• INSTRUCTIONS:
(1) Reproduce the debate about California's business climate word for word from "Texas is a low" to "a big discrepancy?".
(2) In the debate about California's business climate, how many jobs moved out of California each year from 1992 through 2006, according to the quoted research?

I'm not sure what you think "regulations" means, but California still has very burdensome (http://www.catc.ca.gov/programs/rtp/materials/SBA_study_on_regulatory_costs.pdf) regulatory environment. They've got VERY strict environmental regulations, lots and lots of land-use regulations, health insurance regulations (which increase prices), etc.

In fact, the only specific deregulatory effort you pointed to was electricity. And even that was only about the sale of electricity. One of the reasons Enron was able to play so many games with the electricity crisis was that California was short on generating capacity, because new power plants hadn't been built anywhere in the state in a hell of a long time. And burdensome environmental regulations were a very big part of that.

I'd like some evidence for that claim. What are those regulations restricting energy production? Tell me what regulation you'd like to eliminate.

Texas is a low regulation low tax state and California has about 7.5 times the number of biotech companies, why? If this is the key issue, why is California still a preferred destination for businesses?


I didn't say they were increased. I said they were high. And yes, in comparison to other states IS the relevant metric, because businesses can and do leave states because of tax rates and regulatory burden.

And if you want an illustration of the impact of these sort of differentials, try pricing a one-way U-Haul trailer rental from Los Angeles to Houston, versus Houston to LA. Currently it's $1021 for the former versus $657 for the latter. Can you figure out why there's such a big discrepancy?

Yet this isn't happening. This is one of the great Republican myths.

The source of this misunderstanding is how corporate taxes work. What do corporations pay taxes on? Their profits. What company flees a state leaving profits behind? If they don't make money, they don't pay taxes.

I would be curious if you can provide any evidence of that claim. Show some businesses that have left California because of high taxes.

This research updates with two additional years of data (2005 and 2006) PPIC’s 2007 report Business Location Decisions and Employment Dynamics in California. Relying on the most recent data, this analysis reconfirms that business relocation—the movement of business establishments from one state to another—accounts for a very small share of California’s employment fluctuations. In fact, relocation accounts for a smaller share of job gains and losses in California than in most other states, in part because most California businesses lie far from the border of neighboring states.

[...]

Few businesses move into or out of California. From 1992 through 2006, about 16,000 jobs annually moved into California and about 25,000 jobs annually moved out of California. The annual net employment change in California due to relocation—a loss of about 9,000 jobs—represents only 0.05 percent of California’s 18 million jobs
http://www.ppic.org/content/pubs/report/R_910JKR.pdf

If a business is paying taxes, that means they're making money. If they vacate their money-making operation for a lower tax haven, some other business will gladly step in to take it's place.

This myth is like the "rich people will stop working if the tax rate is too high" canard. It just ain't so.



And it won't be closed even then unless they cut spending.

Prove it. Again, California's budget situation isn't that dire as a % of GDP compared to the nation as a whole. Provide that analysis. Show the expected GDP of California after the recovery and then show the receipt/outlay comparison. I don't believe you.

In California, spending as a % of GDP is at it's lowest level since the early 1970's. The economic problems are a result of the economic crisis. The rest is just right wing fear-mongering.

• MATERIAL PROVIDED:
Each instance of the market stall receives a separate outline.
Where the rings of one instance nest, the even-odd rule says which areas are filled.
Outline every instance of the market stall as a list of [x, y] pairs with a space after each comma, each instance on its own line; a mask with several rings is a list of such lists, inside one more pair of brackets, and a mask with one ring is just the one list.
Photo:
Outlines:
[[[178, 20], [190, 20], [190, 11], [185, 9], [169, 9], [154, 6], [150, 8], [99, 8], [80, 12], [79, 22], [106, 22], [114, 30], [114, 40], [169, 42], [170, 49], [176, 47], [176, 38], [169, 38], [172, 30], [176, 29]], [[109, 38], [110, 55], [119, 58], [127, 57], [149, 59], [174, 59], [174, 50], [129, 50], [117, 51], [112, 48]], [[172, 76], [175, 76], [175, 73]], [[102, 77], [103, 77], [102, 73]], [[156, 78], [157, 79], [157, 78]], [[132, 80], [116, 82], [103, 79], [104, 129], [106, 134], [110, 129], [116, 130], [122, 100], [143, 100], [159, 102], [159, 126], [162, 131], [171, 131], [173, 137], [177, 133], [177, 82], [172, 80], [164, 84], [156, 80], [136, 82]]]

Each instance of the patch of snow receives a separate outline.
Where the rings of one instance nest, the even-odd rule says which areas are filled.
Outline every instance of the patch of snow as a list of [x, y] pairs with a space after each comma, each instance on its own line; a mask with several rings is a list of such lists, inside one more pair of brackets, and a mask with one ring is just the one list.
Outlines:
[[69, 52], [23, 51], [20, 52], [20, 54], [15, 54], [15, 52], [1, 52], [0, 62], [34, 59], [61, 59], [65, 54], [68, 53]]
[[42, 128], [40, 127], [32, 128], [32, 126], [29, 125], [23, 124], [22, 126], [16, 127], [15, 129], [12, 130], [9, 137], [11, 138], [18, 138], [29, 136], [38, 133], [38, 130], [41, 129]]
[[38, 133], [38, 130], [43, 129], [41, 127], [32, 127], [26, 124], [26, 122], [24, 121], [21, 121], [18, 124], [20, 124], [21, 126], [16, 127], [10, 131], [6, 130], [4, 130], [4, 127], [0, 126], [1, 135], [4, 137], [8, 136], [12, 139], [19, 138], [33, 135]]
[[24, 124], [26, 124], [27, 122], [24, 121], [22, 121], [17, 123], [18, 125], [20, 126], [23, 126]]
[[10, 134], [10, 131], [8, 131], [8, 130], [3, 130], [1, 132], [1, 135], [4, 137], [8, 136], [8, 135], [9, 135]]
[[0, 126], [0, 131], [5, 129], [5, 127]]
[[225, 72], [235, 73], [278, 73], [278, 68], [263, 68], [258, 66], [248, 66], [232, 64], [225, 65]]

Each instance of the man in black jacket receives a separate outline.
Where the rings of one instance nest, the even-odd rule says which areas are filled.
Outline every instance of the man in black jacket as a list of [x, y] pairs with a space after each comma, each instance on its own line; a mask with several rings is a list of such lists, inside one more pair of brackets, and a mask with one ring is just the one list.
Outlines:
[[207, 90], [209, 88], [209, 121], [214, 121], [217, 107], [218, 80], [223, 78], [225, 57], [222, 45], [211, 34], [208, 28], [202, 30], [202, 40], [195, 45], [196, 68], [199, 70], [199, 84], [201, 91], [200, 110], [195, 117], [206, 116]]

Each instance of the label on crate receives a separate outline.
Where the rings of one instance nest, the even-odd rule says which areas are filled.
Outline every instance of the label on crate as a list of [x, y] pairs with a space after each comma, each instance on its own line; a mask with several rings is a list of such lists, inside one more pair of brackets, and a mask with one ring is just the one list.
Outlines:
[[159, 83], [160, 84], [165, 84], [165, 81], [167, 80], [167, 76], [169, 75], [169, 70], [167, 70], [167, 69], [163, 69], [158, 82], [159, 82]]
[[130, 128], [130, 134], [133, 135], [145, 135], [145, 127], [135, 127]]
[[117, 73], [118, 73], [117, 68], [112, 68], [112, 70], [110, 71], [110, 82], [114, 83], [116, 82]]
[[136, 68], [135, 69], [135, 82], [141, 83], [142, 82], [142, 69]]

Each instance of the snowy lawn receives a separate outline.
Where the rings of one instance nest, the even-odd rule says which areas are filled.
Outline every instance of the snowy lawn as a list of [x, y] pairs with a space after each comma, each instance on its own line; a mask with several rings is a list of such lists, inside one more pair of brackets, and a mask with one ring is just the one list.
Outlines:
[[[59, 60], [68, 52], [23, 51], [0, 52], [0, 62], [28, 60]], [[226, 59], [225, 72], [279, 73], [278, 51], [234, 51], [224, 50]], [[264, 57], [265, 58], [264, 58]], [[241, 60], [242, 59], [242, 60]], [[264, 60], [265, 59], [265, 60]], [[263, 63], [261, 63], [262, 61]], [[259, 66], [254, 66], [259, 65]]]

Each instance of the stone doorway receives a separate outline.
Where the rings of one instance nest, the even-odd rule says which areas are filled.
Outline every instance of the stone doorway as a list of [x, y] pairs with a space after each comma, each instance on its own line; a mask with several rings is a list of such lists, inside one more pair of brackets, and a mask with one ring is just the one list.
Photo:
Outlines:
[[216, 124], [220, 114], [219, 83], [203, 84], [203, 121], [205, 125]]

==

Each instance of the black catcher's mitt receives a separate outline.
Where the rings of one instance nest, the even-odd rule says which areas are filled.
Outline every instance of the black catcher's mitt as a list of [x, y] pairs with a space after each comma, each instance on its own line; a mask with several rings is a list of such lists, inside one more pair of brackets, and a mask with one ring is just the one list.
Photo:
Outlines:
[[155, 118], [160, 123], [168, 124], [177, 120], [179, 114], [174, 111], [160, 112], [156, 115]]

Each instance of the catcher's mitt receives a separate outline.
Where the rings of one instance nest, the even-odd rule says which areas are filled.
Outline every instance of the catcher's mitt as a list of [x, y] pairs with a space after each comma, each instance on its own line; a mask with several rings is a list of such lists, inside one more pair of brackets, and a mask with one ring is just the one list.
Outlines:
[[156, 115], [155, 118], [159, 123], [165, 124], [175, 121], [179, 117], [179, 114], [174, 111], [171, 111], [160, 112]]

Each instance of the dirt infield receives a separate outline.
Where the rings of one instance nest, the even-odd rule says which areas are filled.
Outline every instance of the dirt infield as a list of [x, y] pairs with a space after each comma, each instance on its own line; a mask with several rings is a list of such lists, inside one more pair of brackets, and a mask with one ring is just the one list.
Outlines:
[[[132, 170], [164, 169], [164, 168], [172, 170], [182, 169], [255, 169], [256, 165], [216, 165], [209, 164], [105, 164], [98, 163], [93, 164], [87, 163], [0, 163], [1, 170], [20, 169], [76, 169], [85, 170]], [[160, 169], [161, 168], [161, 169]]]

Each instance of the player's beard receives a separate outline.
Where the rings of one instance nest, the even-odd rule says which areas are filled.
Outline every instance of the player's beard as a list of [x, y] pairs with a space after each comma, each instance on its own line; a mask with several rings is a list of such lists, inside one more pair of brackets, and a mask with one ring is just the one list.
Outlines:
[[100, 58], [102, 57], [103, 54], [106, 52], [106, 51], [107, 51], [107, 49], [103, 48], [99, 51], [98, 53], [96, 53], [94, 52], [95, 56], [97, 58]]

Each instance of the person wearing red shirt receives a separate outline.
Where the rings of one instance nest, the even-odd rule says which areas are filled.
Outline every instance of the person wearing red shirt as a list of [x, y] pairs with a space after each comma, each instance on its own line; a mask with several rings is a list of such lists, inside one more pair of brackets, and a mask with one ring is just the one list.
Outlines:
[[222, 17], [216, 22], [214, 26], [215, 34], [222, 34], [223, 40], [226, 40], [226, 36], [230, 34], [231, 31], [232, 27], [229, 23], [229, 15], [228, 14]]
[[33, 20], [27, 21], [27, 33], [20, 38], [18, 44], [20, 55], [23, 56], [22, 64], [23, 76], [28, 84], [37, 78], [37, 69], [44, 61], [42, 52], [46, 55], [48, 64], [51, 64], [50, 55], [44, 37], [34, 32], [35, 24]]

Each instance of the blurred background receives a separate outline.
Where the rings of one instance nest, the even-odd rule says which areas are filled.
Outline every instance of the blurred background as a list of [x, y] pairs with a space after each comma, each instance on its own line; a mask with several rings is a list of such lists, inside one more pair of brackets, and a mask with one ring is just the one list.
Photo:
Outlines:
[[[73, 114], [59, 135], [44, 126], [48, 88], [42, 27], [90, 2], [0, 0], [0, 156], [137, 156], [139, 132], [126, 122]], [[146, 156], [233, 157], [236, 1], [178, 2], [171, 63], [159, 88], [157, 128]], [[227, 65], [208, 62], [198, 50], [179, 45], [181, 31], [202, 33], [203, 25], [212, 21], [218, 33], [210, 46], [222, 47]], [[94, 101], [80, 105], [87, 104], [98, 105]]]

• FINAL RESULTS:
(1)
Texas is a low regulation low tax state and California has about 7.5 times the number of biotech companies, why? If this is the key issue, why is California still a preferred destination for businesses?


I didn't say they were increased. I said they were high. And yes, in comparison to other states IS the relevant metric, because businesses can and do leave states because of tax rates and regulatory burden.

And if you want an illustration of the impact of these sort of differentials, try pricing a one-way U-Haul trailer rental from Los Angeles to Houston, versus Houston to LA. Currently it's $1021 for the former versus $657 for the latter. Can you figure out why there's such a big discrepancy?

(2) About 25,000 jobs.